Given task 1: In the review text below, what is the mean intensity of the internally generated (dynamo) magnetic field at the Earth's surface?

The proposed framework is introduced and discussed primarily in Sect. 4, where the author argues that externally driven currents associated with the solar wind and magnetosphere can regenerate the internal geomagnetic field. This interpretation is physically incorrect and renders the subsequent discussion untenable. It is well established that magnetic fields generated by external sources cannot penetrate to the Earth’s outer core, where dynamo action operates. This is due to the fact that the mantle is a poor electric conductor and effectively shields the core from rapid electromagnetic induction, preventing externally generated fields from influencing the geodynamo.
The manuscript further claims that Joule heating associated with solar-wind-induced currents can produce significant regional thermal anomalies in the outermost parts of the core. Even if weak secondary currents of external origin were to penetrate the core, the associated Ohmic dissipation would be negligibly small and incapable of affecting the geodynamo.
It is also well established that variations of the geomagnetic dipole observed at the Earth’s surface on timescales of hundreds of years or longer (secular variation, polarity reversals and excursions) arise from internal core dynamics, contrary to what is claimed in the manuscript. In fact, magnetic field variations of external origin are of small amplitude. At the Earth’s surface, the magnetic field generated by external sources typically has amplitudes of only a few nT, whereas the internally generated (dynamo) field has a mean intensity of roughly 40,000 nT.

Supplied material:
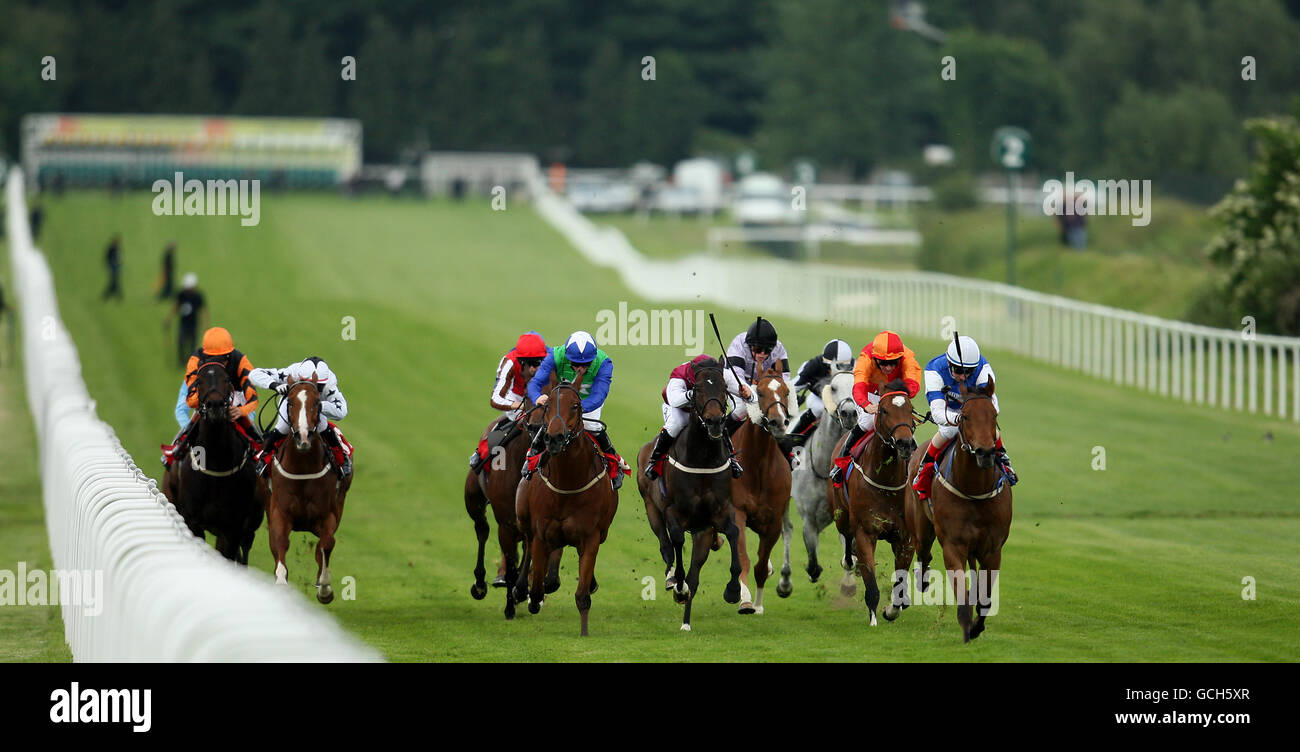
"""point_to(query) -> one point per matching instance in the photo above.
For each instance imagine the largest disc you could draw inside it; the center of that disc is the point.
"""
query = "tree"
(1260, 241)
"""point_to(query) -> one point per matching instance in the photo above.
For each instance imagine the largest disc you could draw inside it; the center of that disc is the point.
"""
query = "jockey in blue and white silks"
(589, 368)
(945, 375)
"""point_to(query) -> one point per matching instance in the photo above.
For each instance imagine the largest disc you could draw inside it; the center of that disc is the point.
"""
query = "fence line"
(1200, 364)
(167, 595)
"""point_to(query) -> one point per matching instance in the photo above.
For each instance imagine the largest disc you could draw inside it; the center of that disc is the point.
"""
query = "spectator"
(190, 307)
(113, 259)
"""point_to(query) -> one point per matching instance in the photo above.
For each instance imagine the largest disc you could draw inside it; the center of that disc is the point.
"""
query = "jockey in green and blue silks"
(579, 362)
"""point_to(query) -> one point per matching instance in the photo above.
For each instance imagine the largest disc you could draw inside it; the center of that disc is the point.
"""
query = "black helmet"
(761, 333)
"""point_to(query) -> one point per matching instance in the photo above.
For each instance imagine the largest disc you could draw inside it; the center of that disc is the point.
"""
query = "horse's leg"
(477, 508)
(540, 554)
(700, 545)
(954, 564)
(324, 548)
(585, 575)
(867, 569)
(984, 605)
(898, 595)
(741, 543)
(785, 587)
(732, 593)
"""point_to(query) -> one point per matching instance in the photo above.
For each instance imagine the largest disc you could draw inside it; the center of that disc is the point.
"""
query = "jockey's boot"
(731, 454)
(339, 457)
(602, 440)
(856, 435)
(534, 452)
(926, 474)
(1005, 463)
(269, 444)
(662, 444)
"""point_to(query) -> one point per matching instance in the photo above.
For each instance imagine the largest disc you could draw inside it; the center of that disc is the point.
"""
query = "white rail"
(165, 595)
(1200, 364)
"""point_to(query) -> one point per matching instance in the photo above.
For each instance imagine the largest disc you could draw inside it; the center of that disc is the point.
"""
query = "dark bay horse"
(762, 495)
(969, 511)
(694, 493)
(568, 501)
(213, 485)
(306, 496)
(870, 504)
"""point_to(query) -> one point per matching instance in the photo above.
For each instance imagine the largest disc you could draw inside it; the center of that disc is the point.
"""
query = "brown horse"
(870, 504)
(969, 510)
(304, 493)
(694, 493)
(495, 484)
(568, 501)
(762, 495)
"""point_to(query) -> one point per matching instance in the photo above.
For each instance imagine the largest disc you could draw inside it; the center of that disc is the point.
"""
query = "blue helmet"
(580, 348)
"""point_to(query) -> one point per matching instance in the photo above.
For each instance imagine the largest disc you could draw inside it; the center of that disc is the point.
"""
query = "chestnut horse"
(568, 501)
(213, 485)
(969, 510)
(495, 484)
(306, 496)
(762, 495)
(870, 504)
(694, 492)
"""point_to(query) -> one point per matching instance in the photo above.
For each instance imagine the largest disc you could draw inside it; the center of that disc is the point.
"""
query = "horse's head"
(772, 414)
(563, 416)
(895, 420)
(978, 423)
(303, 402)
(709, 397)
(215, 392)
(837, 396)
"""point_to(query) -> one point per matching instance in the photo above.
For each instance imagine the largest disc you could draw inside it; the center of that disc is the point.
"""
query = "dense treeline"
(1151, 87)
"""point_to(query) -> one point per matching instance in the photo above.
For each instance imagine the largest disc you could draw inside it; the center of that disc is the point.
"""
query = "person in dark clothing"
(190, 307)
(168, 271)
(113, 259)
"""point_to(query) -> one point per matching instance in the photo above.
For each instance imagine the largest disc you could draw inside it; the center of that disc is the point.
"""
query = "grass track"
(1139, 562)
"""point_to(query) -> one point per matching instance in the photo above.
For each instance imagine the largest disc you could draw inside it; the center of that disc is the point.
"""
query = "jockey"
(217, 348)
(580, 362)
(882, 362)
(836, 358)
(753, 351)
(512, 374)
(945, 374)
(676, 410)
(333, 407)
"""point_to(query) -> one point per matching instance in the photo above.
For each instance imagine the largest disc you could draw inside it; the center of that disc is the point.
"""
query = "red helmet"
(531, 345)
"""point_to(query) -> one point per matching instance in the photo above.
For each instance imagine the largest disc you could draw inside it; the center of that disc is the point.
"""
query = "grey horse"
(810, 476)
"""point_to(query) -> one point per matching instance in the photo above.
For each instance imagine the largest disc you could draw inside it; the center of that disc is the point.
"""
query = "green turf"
(26, 632)
(1139, 562)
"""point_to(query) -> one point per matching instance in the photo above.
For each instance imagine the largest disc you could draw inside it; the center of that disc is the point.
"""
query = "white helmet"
(969, 357)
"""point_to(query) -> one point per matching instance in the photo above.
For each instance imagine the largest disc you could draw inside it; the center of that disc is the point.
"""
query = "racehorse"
(694, 492)
(969, 510)
(568, 501)
(215, 487)
(306, 496)
(495, 484)
(810, 476)
(762, 495)
(870, 504)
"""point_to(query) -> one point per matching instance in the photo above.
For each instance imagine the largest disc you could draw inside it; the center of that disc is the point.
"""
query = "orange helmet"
(887, 346)
(216, 341)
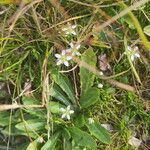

Given task 2: Show every line of the records above that contains the word "silks".

Correct answer 1: Roughly 40,000 nT.

Correct answer 2:
query = "jockey in blue and white silks"
query = "jockey in green and blue silks"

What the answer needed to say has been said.